__RECORDS SUPPLIED__:
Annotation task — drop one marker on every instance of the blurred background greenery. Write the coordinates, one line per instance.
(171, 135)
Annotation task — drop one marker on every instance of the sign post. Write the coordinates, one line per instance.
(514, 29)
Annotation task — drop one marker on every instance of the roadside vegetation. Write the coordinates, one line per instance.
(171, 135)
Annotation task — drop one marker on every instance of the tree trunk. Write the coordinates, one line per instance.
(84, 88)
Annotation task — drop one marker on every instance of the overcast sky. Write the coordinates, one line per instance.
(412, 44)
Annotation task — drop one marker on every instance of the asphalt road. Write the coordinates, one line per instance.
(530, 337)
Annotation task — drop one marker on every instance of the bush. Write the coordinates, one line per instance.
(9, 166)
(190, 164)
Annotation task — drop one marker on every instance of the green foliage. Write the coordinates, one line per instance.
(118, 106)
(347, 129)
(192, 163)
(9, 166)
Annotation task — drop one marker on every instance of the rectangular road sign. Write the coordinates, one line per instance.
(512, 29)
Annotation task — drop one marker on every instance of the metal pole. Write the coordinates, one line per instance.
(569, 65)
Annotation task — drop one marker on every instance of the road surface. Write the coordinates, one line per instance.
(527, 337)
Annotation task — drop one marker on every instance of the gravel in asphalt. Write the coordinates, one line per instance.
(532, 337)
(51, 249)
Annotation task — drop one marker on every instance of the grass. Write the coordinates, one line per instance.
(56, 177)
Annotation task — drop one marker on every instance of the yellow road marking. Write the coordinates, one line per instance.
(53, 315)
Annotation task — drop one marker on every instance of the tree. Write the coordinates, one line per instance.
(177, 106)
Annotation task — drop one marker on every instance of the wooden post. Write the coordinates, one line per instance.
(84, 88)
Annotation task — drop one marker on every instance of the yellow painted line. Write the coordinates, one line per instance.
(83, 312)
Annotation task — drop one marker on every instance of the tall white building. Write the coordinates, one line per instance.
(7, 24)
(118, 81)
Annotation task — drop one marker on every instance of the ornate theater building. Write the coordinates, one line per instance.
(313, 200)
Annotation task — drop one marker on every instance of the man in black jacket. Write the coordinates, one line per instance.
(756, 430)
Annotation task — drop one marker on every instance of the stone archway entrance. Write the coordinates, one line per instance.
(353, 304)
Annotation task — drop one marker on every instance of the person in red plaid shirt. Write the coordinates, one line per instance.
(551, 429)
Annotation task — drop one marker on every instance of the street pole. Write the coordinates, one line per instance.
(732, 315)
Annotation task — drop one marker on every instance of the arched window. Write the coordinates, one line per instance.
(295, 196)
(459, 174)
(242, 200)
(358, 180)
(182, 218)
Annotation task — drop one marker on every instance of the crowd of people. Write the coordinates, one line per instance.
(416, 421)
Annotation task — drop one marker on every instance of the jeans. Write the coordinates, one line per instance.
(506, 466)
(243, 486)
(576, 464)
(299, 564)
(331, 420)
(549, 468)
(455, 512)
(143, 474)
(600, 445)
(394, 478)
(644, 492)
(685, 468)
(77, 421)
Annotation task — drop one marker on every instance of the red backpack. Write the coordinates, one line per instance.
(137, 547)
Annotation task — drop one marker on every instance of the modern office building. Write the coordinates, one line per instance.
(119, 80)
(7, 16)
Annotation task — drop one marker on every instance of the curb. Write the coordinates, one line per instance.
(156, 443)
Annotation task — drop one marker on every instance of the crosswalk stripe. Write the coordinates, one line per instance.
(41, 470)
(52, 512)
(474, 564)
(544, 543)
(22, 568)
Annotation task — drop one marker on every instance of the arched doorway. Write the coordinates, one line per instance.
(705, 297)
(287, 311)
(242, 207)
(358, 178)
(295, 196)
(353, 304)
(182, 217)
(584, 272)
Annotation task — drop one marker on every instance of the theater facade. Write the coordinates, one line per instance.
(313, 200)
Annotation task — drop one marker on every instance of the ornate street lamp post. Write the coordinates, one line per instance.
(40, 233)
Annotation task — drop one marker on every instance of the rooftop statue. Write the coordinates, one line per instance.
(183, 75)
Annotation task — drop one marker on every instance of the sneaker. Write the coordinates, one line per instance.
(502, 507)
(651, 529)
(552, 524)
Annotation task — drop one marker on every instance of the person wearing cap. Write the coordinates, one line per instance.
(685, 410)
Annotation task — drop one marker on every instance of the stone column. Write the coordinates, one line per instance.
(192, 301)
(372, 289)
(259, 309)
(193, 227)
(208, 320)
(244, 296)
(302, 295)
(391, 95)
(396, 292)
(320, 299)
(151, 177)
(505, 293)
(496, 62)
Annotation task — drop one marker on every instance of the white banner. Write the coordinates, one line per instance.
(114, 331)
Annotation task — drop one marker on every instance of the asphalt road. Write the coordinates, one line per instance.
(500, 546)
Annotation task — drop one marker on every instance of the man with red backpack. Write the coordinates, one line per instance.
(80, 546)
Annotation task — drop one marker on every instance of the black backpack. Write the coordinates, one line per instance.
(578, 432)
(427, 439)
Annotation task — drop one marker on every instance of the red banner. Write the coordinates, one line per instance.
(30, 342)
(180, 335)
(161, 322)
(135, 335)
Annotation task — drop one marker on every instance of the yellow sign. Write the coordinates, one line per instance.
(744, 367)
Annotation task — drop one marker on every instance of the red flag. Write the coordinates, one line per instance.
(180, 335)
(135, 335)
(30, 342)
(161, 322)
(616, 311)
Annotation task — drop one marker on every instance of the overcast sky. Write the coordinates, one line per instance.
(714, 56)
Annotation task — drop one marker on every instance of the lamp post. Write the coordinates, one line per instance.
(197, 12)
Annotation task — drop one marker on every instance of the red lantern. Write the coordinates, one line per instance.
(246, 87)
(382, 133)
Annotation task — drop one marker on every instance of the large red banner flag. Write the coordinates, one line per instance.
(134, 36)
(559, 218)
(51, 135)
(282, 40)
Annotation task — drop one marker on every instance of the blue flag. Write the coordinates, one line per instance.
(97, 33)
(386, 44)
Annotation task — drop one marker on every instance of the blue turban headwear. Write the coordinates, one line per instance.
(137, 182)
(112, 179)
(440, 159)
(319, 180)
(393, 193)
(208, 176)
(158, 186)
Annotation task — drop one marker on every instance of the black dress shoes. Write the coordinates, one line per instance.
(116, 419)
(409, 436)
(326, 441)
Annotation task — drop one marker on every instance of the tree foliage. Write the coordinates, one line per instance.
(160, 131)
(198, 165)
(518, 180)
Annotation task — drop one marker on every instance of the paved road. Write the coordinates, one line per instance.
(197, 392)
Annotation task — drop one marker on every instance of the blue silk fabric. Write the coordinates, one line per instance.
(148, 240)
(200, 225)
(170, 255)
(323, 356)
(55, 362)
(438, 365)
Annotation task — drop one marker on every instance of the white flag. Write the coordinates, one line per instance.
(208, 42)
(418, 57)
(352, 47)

__WORK INSTRUCTIONS__: Print every line above verbatim, in its original order, with no additions or omissions.

__ANSWER TO THE TASK__:
Annotation task — drop one marker on every instance of the blurred background greenery. Write the coordinates, one line per instance.
(171, 135)
Annotation task — drop one marker on every instance of the sign post. Write the coordinates, one line per instance.
(514, 29)
Annotation task — drop one marker on every instance of the roadside vegetation. Write the coordinates, one line per instance.
(171, 135)
Annotation task — drop one marker on every instance of the tree trunk. Write the coordinates, one line per instance.
(84, 88)
Annotation task — drop one marker on every instance of the overcast sky. Write the coordinates, one line per instance.
(412, 44)
Annotation task — drop one marker on every instance of the asphalt road. Write the coordinates, one line per instance.
(530, 337)
Annotation task — drop one marker on every instance of the bush. Write the coordinates, one line per instance.
(9, 166)
(190, 164)
Annotation task — drop one marker on every instance of the green foliage. Write the coordinates, one line per instance.
(118, 106)
(347, 129)
(192, 163)
(9, 166)
Annotation task — drop one marker on every instance of the rectangular road sign. Write the coordinates, one line per instance.
(512, 29)
Annotation task — drop one marker on every instance of the metal pole. Write the coordinates, one line per instance.
(569, 65)
Annotation task — drop one marker on every instance of the road surface. Write the coordinates, one line per instance.
(527, 337)
Annotation task — drop one marker on every instance of the gravel in asphalt. Write the coordinates, one line per instance.
(532, 337)
(51, 249)
Annotation task — drop one marker on every instance of the grass. Write the coordinates, one line per instance.
(56, 177)
Annotation task — drop one marker on every instance of the yellow road marking. Write the coordinates, one line per instance.
(53, 315)
Annotation task — drop one marker on every instance of the tree. Write the coordinates, one line per instance.
(177, 106)
Annotation task — drop one marker on every instance of the wooden post. Write the coordinates, one line per instance.
(84, 88)
Annotation task — drop one marker on every instance of the yellow painted line. Write the coordinates, one line per instance.
(83, 312)
Annotation task — drop one marker on every instance of the tall white building. Write the coordinates, one line per instance.
(7, 24)
(118, 81)
Annotation task — drop one marker on every instance of the ornate theater building. Write the coordinates, one line per instance.
(313, 200)
Annotation task — drop one marker on every instance of the man in black jacket. Write the coordinates, one line per instance.
(756, 430)
Annotation task — drop one marker on every instance of the stone archway entrance. Write the coordinates, one line per instance.
(353, 304)
Annotation task — drop one marker on every instance of the person in red plaid shirt. Write the coordinates, one line per instance.
(551, 429)
Annotation task — drop one marker on every instance of the street pole. Write the coordinates, one line per instance.
(732, 315)
Annotation task — drop one marker on every instance of the arched window. Write the coordinates, one line per instance.
(295, 196)
(459, 174)
(242, 200)
(358, 180)
(182, 218)
Annotation task — drop one marker on every instance of the crowd of people. Write the coordinates, one line per instance.
(416, 421)
Annotation task — drop one marker on every instance of the jeans. Write the coordinates, one line per instance.
(506, 466)
(243, 486)
(576, 464)
(299, 564)
(331, 420)
(549, 468)
(455, 512)
(143, 474)
(600, 445)
(394, 478)
(644, 492)
(685, 468)
(77, 421)
Annotation task — drop one marker on every instance of the red backpack. Write the coordinates, one line per instance.
(137, 547)
Annotation task — drop one marker on every instance of the modern office building. Write the coordinates, one line per instance.
(119, 80)
(7, 16)
Annotation task — drop one marker on every instance of the curb. Write the coordinates, one line per instance.
(156, 443)
Annotation task — drop one marker on every instance of the crosswalk stripe. Write the coordinates, one line per instance.
(41, 470)
(52, 512)
(474, 564)
(544, 543)
(22, 568)
Annotation task — drop one marker on every instance of the arched doorway. Write the coordinates, one line per instance.
(705, 297)
(287, 311)
(242, 207)
(358, 178)
(295, 196)
(353, 304)
(182, 217)
(584, 272)
Annotation task — drop one marker on every instance of the theater facade. Write the coordinates, one line per instance.
(313, 200)
Annotation task — drop one marker on every instance of the ornate street lamp post. Write the coordinates, one line per instance.
(40, 233)
Annotation task — drop one marker on every instance of the rooftop statue. Write the coordinates, one line per instance.
(183, 75)
Annotation task — drop one marker on every instance of the sneaker. Write the coordinates, one line per instance.
(502, 507)
(651, 529)
(552, 524)
Annotation task — drop one marker on every instance of the person wearing cap. Write the coordinates, one line per instance.
(685, 410)
Annotation task — drop one marker on every instance of the stone column. Write the coordinates, one line per instance.
(192, 301)
(372, 289)
(259, 309)
(193, 227)
(208, 320)
(244, 296)
(302, 295)
(391, 95)
(396, 292)
(320, 299)
(151, 177)
(505, 293)
(496, 62)
Annotation task — drop one marker on every instance of the white banner. Write the coordinates, one line per instance.
(114, 331)
Annotation task — drop one marker on every instance of the asphalt road. Write the coordinates, one line per instance.
(500, 546)
Annotation task — drop one marker on every instance of the man with red backpack. Write the coordinates, one line per instance.
(80, 546)
Annotation task — drop one marker on every instance of the black backpack. Write the coordinates, one line per instance.
(578, 432)
(427, 439)
Annotation task — drop one marker on every instance of the red banner. Write the coordinates, one line per instance.
(30, 342)
(180, 335)
(161, 322)
(135, 335)
Annotation task — drop one marker on every instance of the yellow sign. Write the coordinates, one line per instance.
(744, 367)
Annotation task — drop one marker on every instance of the red flag. Write the coordinates, one line per instance.
(180, 335)
(135, 335)
(30, 342)
(161, 322)
(616, 311)
Annotation task — drop one marker on every instance of the overcast sky. Write the coordinates, one line per instance.
(714, 56)
Annotation task — drop one marker on every instance of the lamp post. Write the coordinates, one line per instance.
(197, 12)
Annotation task — drop one marker on every instance of the red lantern. Write the coordinates, one line per instance.
(246, 87)
(382, 133)
Annotation task — drop one marker on every instance of the large red banner flag. Write the coordinates, one line per instance.
(134, 36)
(559, 218)
(51, 135)
(282, 40)
Annotation task — drop one marker on every instance of the blue flag. Write the coordinates, one line per instance.
(97, 33)
(386, 44)
Annotation task — drop one marker on every instance of the blue turban headwear. Write the coordinates, one line per instance.
(137, 182)
(112, 179)
(440, 159)
(319, 180)
(393, 193)
(208, 176)
(158, 186)
Annotation task — drop one marker on every instance of the black dress shoes. Write the coordinates, one line per instance.
(116, 419)
(409, 436)
(326, 441)
Annotation task — drop one marker on every instance of the tree foliage. Write the coordinates, one line per instance.
(160, 131)
(198, 165)
(518, 180)
Annotation task — drop one marker on every instance of the paved road. Write the coordinates, one line per instance.
(197, 392)
Annotation task — drop one marker on every instance of the blue silk fabric. Write the coordinates, one line per instance.
(148, 240)
(200, 225)
(170, 255)
(323, 356)
(55, 362)
(438, 365)
Annotation task — drop one marker on every instance of the white flag. Write the coordinates, one line per instance.
(208, 42)
(418, 57)
(352, 47)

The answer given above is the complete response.